**Document**
^^^^^^^^
What is a Submittal?

A submittal in the construction industry refers to the documents or materials that contractors present to architects and engineers for approval during the course of a project. The submittal process ensures all products and materials meet the quality and specifications outlined in the contract, helping to maintain standards and avoid costly revisions or errors. These documentations can include shop drawings, material data, samples, and product data. The submittal process is essential to avoid any potential discrepancies or misunderstandings, and it has to be accurately managed to guarantee the project's success.

Construction Accounting

What is Construction Accounting?

Construction accounting is a distinct form of project-based accounting, designed specifically for the construction industry. It involves detailed tracking of costs, financial management of project timelines, and profitability review of contracts. There are complexities unique to this accounting model, considering the long duration of construction projects and the need for rigorous cost segregation for equipment, labor, materials, and overheads.Construction accounting is central to construction economics, where accurate estimates and cost control determine the overall profitability of a project. It places emphasis on job costing, which identifies costs by specific contracts or jobs, allowing project managers and accountants to track cost effectiveness accurately. It's not just about recording transactions, but providing essential information for operational efficiency and strategic planning.

Direct Costs

What are Direct Costs?

Direct costs in the construction industry refer to the expenses directly related to the actual building process. These essential expenditures are easily traceable to a specific project and vary based on the size or scope of work. Examples include raw materials (like concrete, steel, wood), labor costs that involve wages for the construction crew, equipment hire, and subcontractor fees. If a cost can be directly allocated to a particular construction job and affects the final total bid price for the project, it is considered a direct cost. Management of direct costs is crucial for financial efficiency and profitability.
^^^^^^^^
**Data lines**
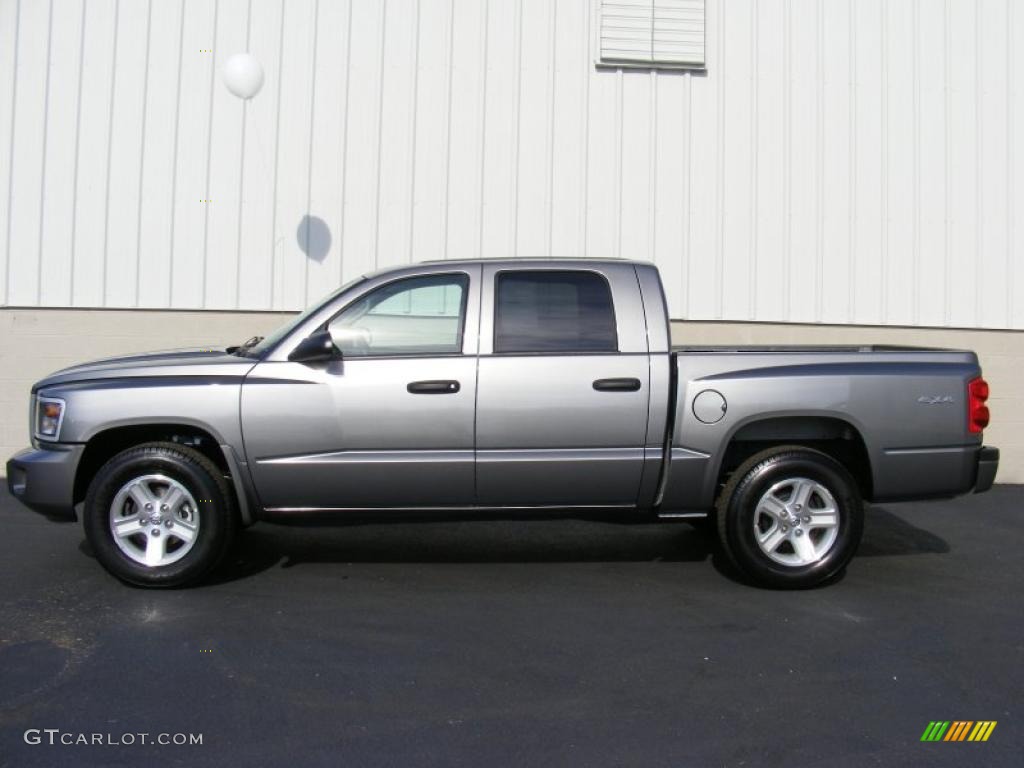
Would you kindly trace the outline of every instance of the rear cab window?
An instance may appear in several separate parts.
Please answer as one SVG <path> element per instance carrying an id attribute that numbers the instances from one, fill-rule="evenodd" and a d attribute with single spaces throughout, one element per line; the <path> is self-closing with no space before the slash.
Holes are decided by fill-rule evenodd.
^^^^^^^^
Retype the construction glossary word for word from "Direct costs in" to "efficiency and profitability.". These lines come from a separate source.

**Answer to the task**
Direct costs in the construction industry refer to the expenses directly related to the actual building process. These essential expenditures are easily traceable to a specific project and vary based on the size or scope of work. Examples include raw materials (like concrete, steel, wood), labor costs that involve wages for the construction crew, equipment hire, and subcontractor fees. If a cost can be directly allocated to a particular construction job and affects the final total bid price for the project, it is considered a direct cost. Management of direct costs is crucial for financial efficiency and profitability.